Can you recast every line of the items below as a Markdown table with the columns Row and Item text, numbering each row and leaving out blank lines?

====================

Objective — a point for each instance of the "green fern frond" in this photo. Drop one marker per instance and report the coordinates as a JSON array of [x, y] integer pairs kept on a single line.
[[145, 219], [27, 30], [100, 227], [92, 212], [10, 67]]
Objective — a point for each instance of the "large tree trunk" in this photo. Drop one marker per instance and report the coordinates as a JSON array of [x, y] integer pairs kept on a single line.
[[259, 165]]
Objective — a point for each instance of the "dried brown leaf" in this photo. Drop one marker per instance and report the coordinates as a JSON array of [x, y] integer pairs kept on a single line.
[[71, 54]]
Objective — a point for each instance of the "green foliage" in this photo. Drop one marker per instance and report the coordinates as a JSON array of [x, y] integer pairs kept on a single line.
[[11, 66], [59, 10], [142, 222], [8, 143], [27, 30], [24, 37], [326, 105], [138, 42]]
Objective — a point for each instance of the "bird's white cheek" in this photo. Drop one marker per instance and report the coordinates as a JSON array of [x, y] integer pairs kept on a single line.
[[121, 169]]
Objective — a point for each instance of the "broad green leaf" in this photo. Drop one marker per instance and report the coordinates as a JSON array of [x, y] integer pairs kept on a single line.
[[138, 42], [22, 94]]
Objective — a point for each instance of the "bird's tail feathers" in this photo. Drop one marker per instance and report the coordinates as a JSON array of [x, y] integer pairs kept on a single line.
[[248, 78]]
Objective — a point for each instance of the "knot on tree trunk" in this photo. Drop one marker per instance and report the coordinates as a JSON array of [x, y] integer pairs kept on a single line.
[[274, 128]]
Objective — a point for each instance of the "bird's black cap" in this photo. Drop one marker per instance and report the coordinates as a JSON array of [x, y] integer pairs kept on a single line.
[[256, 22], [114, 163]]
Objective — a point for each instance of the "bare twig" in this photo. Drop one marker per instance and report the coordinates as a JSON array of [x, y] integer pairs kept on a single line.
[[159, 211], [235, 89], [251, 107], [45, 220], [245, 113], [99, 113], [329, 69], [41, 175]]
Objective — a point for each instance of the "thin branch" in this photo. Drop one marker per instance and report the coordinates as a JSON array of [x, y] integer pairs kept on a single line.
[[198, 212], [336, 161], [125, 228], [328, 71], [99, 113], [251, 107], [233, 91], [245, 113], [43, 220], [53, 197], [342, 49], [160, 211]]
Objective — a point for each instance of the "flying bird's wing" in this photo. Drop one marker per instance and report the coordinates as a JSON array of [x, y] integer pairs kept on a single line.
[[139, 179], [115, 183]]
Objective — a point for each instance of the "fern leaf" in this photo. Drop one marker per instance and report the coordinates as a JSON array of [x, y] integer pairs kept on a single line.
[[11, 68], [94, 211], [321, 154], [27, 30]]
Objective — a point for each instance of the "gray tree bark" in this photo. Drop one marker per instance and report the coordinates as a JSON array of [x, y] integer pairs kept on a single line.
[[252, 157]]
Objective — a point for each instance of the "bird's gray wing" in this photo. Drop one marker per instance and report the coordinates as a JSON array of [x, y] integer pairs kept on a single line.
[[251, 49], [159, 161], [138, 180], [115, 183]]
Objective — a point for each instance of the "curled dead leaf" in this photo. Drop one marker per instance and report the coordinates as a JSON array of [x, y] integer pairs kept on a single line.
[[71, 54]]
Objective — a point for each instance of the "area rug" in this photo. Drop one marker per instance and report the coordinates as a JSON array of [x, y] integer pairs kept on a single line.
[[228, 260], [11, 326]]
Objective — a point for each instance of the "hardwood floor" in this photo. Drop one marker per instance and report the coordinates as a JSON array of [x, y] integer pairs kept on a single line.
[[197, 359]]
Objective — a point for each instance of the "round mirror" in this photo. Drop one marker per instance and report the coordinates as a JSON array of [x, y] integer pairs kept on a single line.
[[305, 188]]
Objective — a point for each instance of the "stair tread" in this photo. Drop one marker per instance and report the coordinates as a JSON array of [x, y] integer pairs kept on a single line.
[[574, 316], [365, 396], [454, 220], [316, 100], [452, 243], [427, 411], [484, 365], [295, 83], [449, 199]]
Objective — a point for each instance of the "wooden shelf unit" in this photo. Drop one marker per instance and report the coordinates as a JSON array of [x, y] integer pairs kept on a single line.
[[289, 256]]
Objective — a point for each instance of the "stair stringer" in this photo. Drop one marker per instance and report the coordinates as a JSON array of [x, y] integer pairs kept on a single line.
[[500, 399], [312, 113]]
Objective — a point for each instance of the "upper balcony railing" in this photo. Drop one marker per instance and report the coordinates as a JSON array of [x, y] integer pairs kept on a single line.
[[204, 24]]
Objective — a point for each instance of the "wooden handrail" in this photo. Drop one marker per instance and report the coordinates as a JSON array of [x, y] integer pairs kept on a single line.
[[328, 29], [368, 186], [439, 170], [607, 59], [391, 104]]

====================

**ANSWER TO THE TASK**
| Row | Item text |
|---|---|
| 1 | Objective — a point for each instance of the "green fern frond" in this photo. Drop one marker per instance and report the coordinates as a JSON array of [x, y] integer pairs kept on a single line. |
| 2 | [[145, 219], [27, 30], [100, 227], [92, 212], [10, 67]] |
| 3 | Objective — a point for each instance of the "large tree trunk" in this photo. Drop one marker per instance and report the coordinates as a JSON array of [x, y] integer pairs kept on a single line. |
| 4 | [[259, 165]] |
| 5 | Objective — a point for each instance of the "dried brown leaf" in this photo. Drop one marker per instance and report the coordinates as a JSON array of [x, y] integer pairs kept on a single line. |
| 6 | [[71, 54]] |
| 7 | Objective — a point for each instance of the "green foliage" in this photo. Drop one marker per instance and report the coordinates as a JSON array of [x, y] integer pairs kept on a single line. |
| 8 | [[11, 66], [59, 10], [142, 222], [8, 143], [27, 30], [24, 37], [326, 105], [138, 42]] |
| 9 | Objective — a point for each instance of the "bird's white cheek" in this photo. Drop one marker per instance and report the coordinates as a JSON array of [x, y] integer pairs kept on a single line. |
| 10 | [[121, 169]] |
| 11 | Objective — a point for each instance of the "broad green leaf" in this photo. Drop one marker per instance and report the coordinates as a JSON array of [x, y] integer pairs kept on a single line. |
| 12 | [[138, 42], [22, 94]] |
| 13 | Objective — a point for each instance of the "bird's tail feathers" in this photo. Drop one marker per instance and report the coordinates as a JSON array of [x, y] integer pairs kept on a single line. |
| 14 | [[248, 78]] |
| 15 | Objective — a point for each instance of the "knot on tree trunk" in this photo. Drop one marker per instance and report the coordinates as a JSON array of [x, y] integer pairs kept on a single line. |
| 16 | [[274, 128]] |
| 17 | Objective — a point for each instance of the "bird's black cap" in this photo. Drop one marker per instance and report the coordinates as a JSON array of [x, y] integer pairs kept on a single line. |
| 18 | [[256, 22], [114, 163]] |
| 19 | Objective — a point for each instance of the "bare twig" in this photo. Drop one marker per instance and report the coordinates as a JSON array of [x, y] integer pairs kept on a single line. |
| 20 | [[159, 211], [235, 89], [251, 107], [45, 220], [245, 113], [99, 113], [329, 69], [41, 175]] |
| 21 | Objective — a point for each instance of the "thin branch" in this photo. Drop one marker per instance and report the coordinates as a JSON array of [x, y] integer pairs kept on a single line. |
| 22 | [[198, 212], [336, 161], [125, 228], [328, 71], [99, 113], [251, 107], [233, 91], [245, 113], [43, 220], [53, 197], [342, 49], [160, 211]] |
| 23 | Objective — a point for each instance of the "flying bird's wing" in this photo. Drop one marker per instance and report the coordinates as a JSON array of [x, y] integer pairs kept on a single line. |
| 24 | [[139, 179], [115, 183]] |
| 25 | Objective — a point for each instance of the "fern leaf" in this photo. Drop one marker per instance and report the coordinates as a JSON array of [x, y] integer pairs kept on a single line. |
| 26 | [[11, 68], [94, 211], [321, 154], [27, 30]] |
| 27 | Objective — a point for each instance of the "gray tree bark" in this photo. Drop one marker per instance and report the coordinates as a JSON array of [x, y] integer pairs kept on a single line. |
| 28 | [[252, 157]] |
| 29 | Objective — a point for each instance of the "bird's gray wing" in this photo. Drop one marker per instance and report the coordinates as a JSON array of [x, y] integer pairs kept on a single line. |
| 30 | [[251, 49], [159, 161], [138, 180], [115, 183]] |
| 31 | Objective — a point for each instance of the "curled dead leaf" in this photo. Drop one marker per instance and report the coordinates as a JSON array of [x, y] integer pairs kept on a single line. |
| 32 | [[71, 54]] |
| 33 | Objective — a point for each instance of the "area rug" in this photo. Drop one marker per instance and report the coordinates as a JSON array of [x, y] integer pairs kept on a single line. |
| 34 | [[228, 260], [11, 326]] |
| 35 | Objective — a point for each instance of the "hardwood floor" in this photo. Drop one marker per instance and report the coordinates as a JSON array of [x, y] integer pairs kept on a single line. |
| 36 | [[197, 359]] |
| 37 | Objective — a point for each instance of the "round mirror" in this photo. Drop one marker per instance and report the coordinates as a JSON array of [x, y] integer pairs kept on a single line. |
| 38 | [[305, 188]] |
| 39 | Objective — a point for each instance of the "stair tread" in this photo. Drop one marker per instance and report the coordinates as a JSON array of [x, y] integer pairs kept on a single line. |
| 40 | [[574, 316], [365, 396], [454, 220], [316, 100], [452, 243], [427, 411], [484, 365], [295, 83], [449, 199]] |
| 41 | Objective — a point for each instance of the "wooden shelf unit" in this photo. Drop one marker per instance and report the coordinates as a JSON array of [x, y] integer pairs kept on a single line. |
| 42 | [[289, 256]] |
| 43 | Objective — a point for each instance of the "stair stringer" in this photo. Drop one marker per instance and report the coordinates as a JSON array of [x, y] integer pairs kept on a single line. |
| 44 | [[500, 399], [312, 113]] |
| 45 | Objective — a point for each instance of the "upper balcony railing" in this photo. Drop one marker per instance and report the coordinates as a JSON array of [x, y] integer pairs kept on a single line. |
| 46 | [[204, 24]] |
| 47 | Objective — a point for each instance of the "wooden handrail" in this photo. Drop one marker per instance and report the coordinates as a JSON array of [x, y] integer pairs kept on a single line. |
| 48 | [[328, 29], [368, 186], [439, 170], [607, 59], [391, 104]] |